[jira] [Commented] (SPARK-4592) "Worker registration failed: Duplicate worker ID" error during Master failover

Josh Rosen (JIRA) Mon, 24 Nov 2014 22:15:36 -0800

    [ 
https://issues.apache.org/jira/browse/SPARK-4592?page=com.atlassian.jira.plugin.system.issuetabpanels:comment-tabpanel&focusedCommentId=14224108#comment-14224108
 ]


Josh Rosen commented on SPARK-4592:
-----------------------------------

It looks like this is a bug that was introduced in [the 
patch|https://github.com/apache/spark/pull/2828] for SPARK-3736.  Prior to that 
patch, a worker that became disassociated from a master would wait for a master 
to initiate a reconnection.  This behavior caused problems when a master failed 
by stopping and restarting, since the restarted master would never know to 
initiate a reconnection.  That patch addressed this issue by having workers 
attempt to reconnect to the master if they think they've become disconnected.  
When reviewing that patch, I wrote a [long 
comment|https://github.com/apache/spark/pull/2828#issuecomment-59602394] that 
explains it in much more detail; that's a good reference for understanding its 
motivation.

This change introduced a problem, though: there's now a race-condition during 
multi-master failover.  In the old multi-master code, a worker never initiates 
a reconnection attempt to a master; instead, it reconnects after the new active 
/ primary master tells the worker that it's the new master.  With the addition 
of worker-initiated reconnect, there's a race-condition where the worker 
detects that it's become disconnected, goes down the list of known masters and 
tries to connect to each of them, successfully connects to the new primary 
master, then receives a {{ChangedMaster}} event and attempts to connect to the 
new primary master _even though it's already connected_, causing a duplicate 
worker registration.

There are a number of ways that we might fix this, but we have to be careful 
because it seems likely that the worker-initiated reconnect could have 
introduced other problems:

- What happens if a worker sends a reconnection attempt to a live master which 
is not the new primary?  Will that non-primary master reject or redirect those 
registrations, or will it register the workers and cause a split-brain scenario 
to occur?
- The Worker is implemented as an actor and thus does not have synchronization 
of its internal state since it assumes message-at-a-time processing, but the 
asynchronous re-registration timer thread may violate this assumption because 
it directly calls internal worker methods instead of sending messages to the 
worker's own mailbox.

YOUR TASK: Reproduce the part of the Spark failover comment between "Josh Rosen commented" and "they've become disconnected.", inclusive.

MATERIAL PROVIDED:
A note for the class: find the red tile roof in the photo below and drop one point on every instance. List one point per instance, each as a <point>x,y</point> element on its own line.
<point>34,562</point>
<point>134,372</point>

THE COMPLETED TASK:
Josh Rosen commented on SPARK-4592:
-----------------------------------

It looks like this is a bug that was introduced in [the 
patch|https://github.com/apache/spark/pull/2828] for SPARK-3736.  Prior to that 
patch, a worker that became disassociated from a master would wait for a master 
to initiate a reconnection.  This behavior caused problems when a master failed 
by stopping and restarting, since the restarted master would never know to 
initiate a reconnection.  That patch addressed this issue by having workers 
attempt to reconnect to the master if they think they've become disconnected.